(EXCERPTED TEXT)
•••••

How do I get the function to return any integer such as negative numbers?
def num_digits(n):
count = 0
while n:
count = count + 1
n = abs(n) / 10
return count
I was working on question number 2 first. Even if I put the abs(n) in the line of code where while is, I still get an infinite loop which I still do not really understand why. I figured if I can get my n value to always be positive and input in say -24, it would convert it to 24 and still count the number of values.
On question 1, I do not know where to start, ive tried:
def num_digits(n):
count = 0
while n:
if n == 0:
count = count + 1
n = n / 10
return count
I forgot to add I have limited tools to use since I am still learning python. I have gotten up to iterations and am studying the while loops and counters. I have not gotten to break yet although I have an idea of what it does.
When in doubt, brute force is always available:
def num_digits(n):
if n == 0:
return 1
if n < 0:
return num_digits(abs(n))
count = 0
while n:
count = count + 1
n = n / 10
return count
Process the exceptional cases first, and then you only have to deal with the regular ones.
If you want to avoid the conditionals, I suggest taking abs(n) only once, at the beginning, and using an infinite loop + break for the 0 case:
def num_digits(n):
n = abs(n)
count = 0
while True:
count = count + 1
n = n / 10
if n == 0:
break
return count
For a more practical solution, you can either count the number of digits in the string (something like len(str(n)) for positive integers) or taking log base 10, which is a mathematical way of counting digits.
def num_digits(n):
if n == 0:
return 0
return math.floor(math.log10(math.abs(n)))

•••••

(RECORDS)
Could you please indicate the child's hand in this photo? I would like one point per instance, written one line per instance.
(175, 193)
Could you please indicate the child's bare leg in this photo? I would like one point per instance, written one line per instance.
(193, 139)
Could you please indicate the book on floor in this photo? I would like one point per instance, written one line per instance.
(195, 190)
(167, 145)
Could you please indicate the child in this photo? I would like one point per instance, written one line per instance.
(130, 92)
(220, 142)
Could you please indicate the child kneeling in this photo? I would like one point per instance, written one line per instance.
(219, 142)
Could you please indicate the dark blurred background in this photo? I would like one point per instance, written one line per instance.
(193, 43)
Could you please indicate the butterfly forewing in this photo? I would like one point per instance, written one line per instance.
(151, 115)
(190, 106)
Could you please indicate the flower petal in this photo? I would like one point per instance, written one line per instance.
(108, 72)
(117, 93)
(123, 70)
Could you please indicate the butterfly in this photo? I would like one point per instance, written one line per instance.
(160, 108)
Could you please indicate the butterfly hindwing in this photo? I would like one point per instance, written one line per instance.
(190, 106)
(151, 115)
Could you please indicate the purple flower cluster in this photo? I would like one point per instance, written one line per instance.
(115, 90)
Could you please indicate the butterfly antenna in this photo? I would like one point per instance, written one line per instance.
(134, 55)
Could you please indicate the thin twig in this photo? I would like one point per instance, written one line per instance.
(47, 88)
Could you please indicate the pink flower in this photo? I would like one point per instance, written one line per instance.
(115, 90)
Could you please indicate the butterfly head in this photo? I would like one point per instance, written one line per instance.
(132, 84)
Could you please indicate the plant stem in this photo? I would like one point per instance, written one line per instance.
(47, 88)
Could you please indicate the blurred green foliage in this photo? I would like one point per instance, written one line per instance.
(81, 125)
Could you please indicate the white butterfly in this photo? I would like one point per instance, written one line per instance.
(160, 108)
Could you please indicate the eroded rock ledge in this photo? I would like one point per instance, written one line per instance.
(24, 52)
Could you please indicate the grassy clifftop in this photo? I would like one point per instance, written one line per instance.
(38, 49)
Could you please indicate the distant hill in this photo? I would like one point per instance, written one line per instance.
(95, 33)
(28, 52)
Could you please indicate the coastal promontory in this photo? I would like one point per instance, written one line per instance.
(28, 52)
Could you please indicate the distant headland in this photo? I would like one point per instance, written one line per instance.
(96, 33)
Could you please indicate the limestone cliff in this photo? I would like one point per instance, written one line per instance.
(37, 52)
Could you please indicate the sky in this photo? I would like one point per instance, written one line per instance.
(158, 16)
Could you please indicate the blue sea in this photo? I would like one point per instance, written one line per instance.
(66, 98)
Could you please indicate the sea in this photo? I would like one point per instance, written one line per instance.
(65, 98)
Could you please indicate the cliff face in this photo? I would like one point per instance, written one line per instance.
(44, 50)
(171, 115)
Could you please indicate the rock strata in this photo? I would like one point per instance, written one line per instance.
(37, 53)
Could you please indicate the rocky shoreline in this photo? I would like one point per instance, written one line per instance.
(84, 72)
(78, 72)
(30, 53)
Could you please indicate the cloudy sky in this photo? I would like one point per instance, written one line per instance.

•••••

(EXERCISE)
Decide whether each statement agrees with the digit-counting thread: (a) The asker has already learned how to use break. (b) The brute-force reply advises handling the exceptional cases before the regular ones. (c) One reply suggests applying abs(n) a single time, at the start of the function. Answer yes or no for each and quote the deciding words. Rely only on the digit-counting thread for what comes next.

(FINISHED ANSWER)
(a) No: "I have not gotten to break yet although I have an idea of what it does."
(b) Yes: "Process the exceptional cases first, and then you only have to deal with the regular ones."
(c) Yes: "I suggest taking abs(n) only once, at the beginning"